Reproduce the records below with "instance" substituted by "occurrence" wherever it appears, leaving everything else unchanged.

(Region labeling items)
******************************
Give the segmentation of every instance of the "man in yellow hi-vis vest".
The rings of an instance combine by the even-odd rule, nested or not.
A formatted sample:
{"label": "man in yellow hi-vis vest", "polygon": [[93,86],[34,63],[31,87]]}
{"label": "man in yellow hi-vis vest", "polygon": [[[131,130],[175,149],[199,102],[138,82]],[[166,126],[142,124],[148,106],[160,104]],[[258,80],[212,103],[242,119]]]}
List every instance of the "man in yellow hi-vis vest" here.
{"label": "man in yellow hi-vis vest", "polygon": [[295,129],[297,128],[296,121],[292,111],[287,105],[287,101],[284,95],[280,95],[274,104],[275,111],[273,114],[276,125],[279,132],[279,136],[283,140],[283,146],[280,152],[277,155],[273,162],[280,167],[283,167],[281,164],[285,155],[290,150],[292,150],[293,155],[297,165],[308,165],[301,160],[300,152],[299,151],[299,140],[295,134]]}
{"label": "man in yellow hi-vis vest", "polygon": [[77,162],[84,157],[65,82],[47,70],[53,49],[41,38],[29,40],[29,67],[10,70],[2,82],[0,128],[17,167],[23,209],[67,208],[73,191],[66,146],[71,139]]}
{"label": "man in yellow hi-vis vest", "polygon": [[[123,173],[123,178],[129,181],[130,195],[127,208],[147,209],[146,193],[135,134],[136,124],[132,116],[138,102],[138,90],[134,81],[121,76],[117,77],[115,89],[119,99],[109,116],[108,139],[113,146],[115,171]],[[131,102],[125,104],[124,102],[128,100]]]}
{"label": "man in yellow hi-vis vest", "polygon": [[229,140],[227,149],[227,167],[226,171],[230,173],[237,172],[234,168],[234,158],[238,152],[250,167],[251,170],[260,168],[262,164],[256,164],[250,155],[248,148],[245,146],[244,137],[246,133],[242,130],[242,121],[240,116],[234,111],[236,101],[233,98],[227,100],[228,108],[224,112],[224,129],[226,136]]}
******************************
_Answer for this exercise:_
Give the segmentation of every occurrence of the "man in yellow hi-vis vest".
The rings of an occurrence combine by the even-odd rule, nested or not.
A formatted sample:
{"label": "man in yellow hi-vis vest", "polygon": [[93,86],[34,63],[31,87]]}
{"label": "man in yellow hi-vis vest", "polygon": [[[131,130],[175,149],[199,102],[138,82]],[[166,126],[142,124],[148,106],[160,104]],[[258,80],[212,103],[242,119]]]}
List every occurrence of the "man in yellow hi-vis vest" here.
{"label": "man in yellow hi-vis vest", "polygon": [[295,129],[297,128],[296,121],[292,111],[287,105],[287,101],[284,95],[280,95],[274,104],[275,111],[273,114],[276,125],[279,132],[279,136],[283,140],[283,146],[280,152],[277,155],[273,162],[280,167],[283,167],[281,164],[285,155],[290,150],[292,150],[293,155],[297,165],[308,165],[301,160],[300,152],[299,151],[299,140],[295,134]]}
{"label": "man in yellow hi-vis vest", "polygon": [[77,162],[84,157],[65,82],[47,70],[53,49],[41,38],[29,40],[29,67],[10,70],[2,82],[0,128],[17,167],[23,209],[67,208],[73,191],[66,146],[71,139]]}
{"label": "man in yellow hi-vis vest", "polygon": [[[123,173],[123,178],[129,181],[130,195],[127,208],[147,209],[146,193],[135,134],[136,124],[132,116],[138,102],[138,90],[134,81],[121,76],[117,77],[115,89],[119,99],[109,116],[108,139],[113,146],[115,171]],[[131,102],[125,104],[124,102],[128,100]]]}
{"label": "man in yellow hi-vis vest", "polygon": [[229,140],[227,149],[227,167],[226,171],[230,173],[237,172],[234,168],[234,158],[238,152],[250,167],[251,170],[260,168],[262,164],[256,164],[250,155],[248,148],[245,146],[244,137],[246,133],[242,130],[242,121],[240,116],[234,111],[236,101],[233,98],[227,100],[228,108],[224,112],[224,129],[226,136]]}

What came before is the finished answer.